§ Trecho apresentado:
########################################

Quero a palavra que sirva na boca dos passarinhos.
Esta tarefa de cessar é que puxa minhas frases para antes de mim.
Ateu é uma pessoa capaz de provar cientificamente que não é nada. Só se compara aos santos. Os santos querem ser os vermes de Deus.
Melhor para chegar a nada é descobrir a verdade.
O artista é erro da natureza. Beethoven foi um erro perfeito.
Por pudor sou impuro.
O branco me corrompe.
Não gosto de palavra acostumada.
A minha diferença é sempre menos.
Palavra poética tem que chegar ao grau de brinquedo para ser séria.
Não preciso do fim para chegar.
Do lugar onde estou já fui embora.

Sua obra recebeu influências de Rimbaud, Guimarães Rosa, Fellini, Chaplin, Machado de Assis, Picasso, Chagall, Miró, Bunuel e Van Gogh.

Morou no Rio de Janeiro, na Bolívia, no Peru, em Nova Yorque(onde estudou cinema) e radicou-se no Mato Grosso do Sul. Casou-se com a mineira Stella, a "dona Pássara", com quem teve 3 filhos, Pedro, João(ambos falecidos) e Marta e sete netos.

Decepcionou-se com a política, após a adesão de Luís Carlos Prestes, liderança que até então admirava e seguia, ao governo Getulio Vargas, que havia deportado a esposa de Prestes, Olga Benário, à Alemanha Nazista de Adolf Hitler.

Escreveu seu primeiro poema aos 13 anos, quando ainda estudava no Colégio São José dos Irmãos Maristas, no Rio de Janeiro, em que se formou também em Direito, em 1949.

Foi revelado na década de 80, em plena maturidade, por intermédio de intelectuais como Millor Fernandes e Antônio Houaiss.




Retrato do artista quando coisa

A maior riqueza
do homem
é sua incompletude.
Nesse ponto
sou abastado.
Palavras que me aceitam
como sou
— eu não aceito.
Não aguento ser apenas
um sujeito que abre
portas, que puxa
válvulas, que olha o
relógio, que compra pão
às 6 da tarde, que vai
lá fora, que aponta lápis,
que vê a uva etc. etc.
Perdoai. Mas eu
preciso ser Outros.
Eu penso
renovar o homem
usando borboletas.


Numa entrevista concedida a José Castello, do jornal "O Estado de São Paulo", em agosto de 1996, comentou um pouco sobre sua rotina:

"Exploro os mistérios irracionais dentro de uma toca que chamo 'lugar de ser inútil'. Exploro há 60 anos esses mistérios. Descubro memórias fósseis. Osso de urubu, etc. Faço escavações. Entro às 7 horas, saio ao meio-dia. Anoto coisas em pequenos cadernos de rascunho. Arrumo versos, frases, desenho bonecos. Leio a Bíblia, dicionários, às vezes percorro séculos para descobrir o primeiro esgar de uma palavra. E gosto de ouvir e ler "Vozes da Origem". Gosto de coisas que começam assim: "Antigamente, o tatu era gente e namorou a mulher de outro homem". Está no livro "Vozes da Origem", da antropóloga Betty Mindlin. Essas leituras me ajudam a explorar os mistérios irracionais. Não uso computador para escrever. Sou metido. Sempre acho que na ponta de meu lápis tem um nascimento."

########################################

Dados registrados:
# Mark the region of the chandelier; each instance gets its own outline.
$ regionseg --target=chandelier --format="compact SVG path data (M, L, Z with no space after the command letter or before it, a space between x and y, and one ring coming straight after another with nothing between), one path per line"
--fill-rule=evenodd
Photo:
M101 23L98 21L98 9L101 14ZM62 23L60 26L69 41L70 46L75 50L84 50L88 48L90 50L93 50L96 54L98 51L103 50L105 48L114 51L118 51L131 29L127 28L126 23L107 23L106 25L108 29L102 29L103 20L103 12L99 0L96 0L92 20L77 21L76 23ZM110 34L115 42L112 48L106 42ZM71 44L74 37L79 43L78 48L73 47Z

########################################

§ Enunciado 1:
Copie do trecho apresentado a parte que vai de "Quero a palavra" até "já fui embora.", incluindo esta última.
§ Enunciado 2:
De acordo com o trecho apresentado, o que causou a decepção com a política? Responda em uma a três frases.
A listagem é um material à parte do trecho apresentado.

§ Resposta correta 1:
Quero a palavra que sirva na boca dos passarinhos.
Esta tarefa de cessar é que puxa minhas frases para antes de mim.
Ateu é uma pessoa capaz de provar cientificamente que não é nada. Só se compara aos santos. Os santos querem ser os vermes de Deus.
Melhor para chegar a nada é descobrir a verdade.
O artista é erro da natureza. Beethoven foi um erro perfeito.
Por pudor sou impuro.
O branco me corrompe.
Não gosto de palavra acostumada.
A minha diferença é sempre menos.
Palavra poética tem que chegar ao grau de brinquedo para ser séria.
Não preciso do fim para chegar.
Do lugar onde estou já fui embora.

§ Resposta correta 2:
A decepção veio com a adesão de Luís Carlos Prestes ao governo Getulio Vargas. Prestes era uma liderança até então admirada e seguida, e esse governo havia deportado sua esposa, Olga Benário, à Alemanha nazista de Adolf Hitler.